Short exercise: Revise the records below by changing every "Target" to "Query", and reproduce them with nothing else altered. Omit the pictures from your version.

Stored records
[start]

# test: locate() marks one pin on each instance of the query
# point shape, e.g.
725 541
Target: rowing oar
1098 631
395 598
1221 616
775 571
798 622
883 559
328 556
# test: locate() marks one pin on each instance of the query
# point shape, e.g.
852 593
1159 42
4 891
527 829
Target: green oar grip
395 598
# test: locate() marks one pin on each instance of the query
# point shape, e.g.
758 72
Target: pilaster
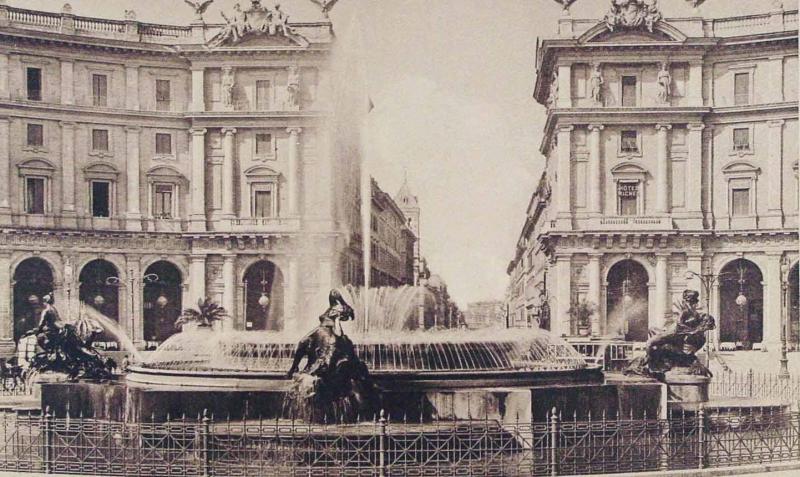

[end]

Exercise answer:
# test: locate() marks one pin on each instance of the query
# point shape, e.g.
725 541
Query: rowing oar
1098 631
395 598
1221 616
775 571
798 622
883 559
328 556
# test: locate() marks one pin on each instance of the query
# point shape, e.g.
852 593
1159 42
4 891
527 829
Query: green oar grip
395 598
# test: locate() marks one pin on each instance of the query
# point shape, e.g.
758 72
Query: pilaster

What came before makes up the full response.